**Provided records**

---*---

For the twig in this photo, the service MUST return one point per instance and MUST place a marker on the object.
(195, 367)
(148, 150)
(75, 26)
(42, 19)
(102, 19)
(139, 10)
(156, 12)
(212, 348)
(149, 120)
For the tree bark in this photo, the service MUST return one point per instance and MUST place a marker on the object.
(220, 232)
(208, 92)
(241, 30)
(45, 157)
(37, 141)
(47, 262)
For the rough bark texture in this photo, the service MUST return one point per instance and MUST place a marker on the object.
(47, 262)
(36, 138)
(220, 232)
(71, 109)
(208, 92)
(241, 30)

---*---

**Work to do**
Reproduce every one of the lines above, word for word and in the same order.

**Written reply**
For the twig in this photo, the service MUST return one point per instance and MUST place a marker on the object.
(195, 367)
(148, 150)
(75, 26)
(42, 19)
(102, 19)
(139, 10)
(156, 12)
(212, 348)
(149, 120)
For the tree bark in this photo, the service MUST return one point per instance and MUST place a marker on the object.
(220, 232)
(208, 92)
(241, 30)
(45, 157)
(37, 141)
(47, 262)
For the rough bark texture in this photo, the service MUST return one point per instance and MUST place a marker on the object.
(47, 262)
(36, 138)
(220, 232)
(71, 109)
(208, 92)
(241, 30)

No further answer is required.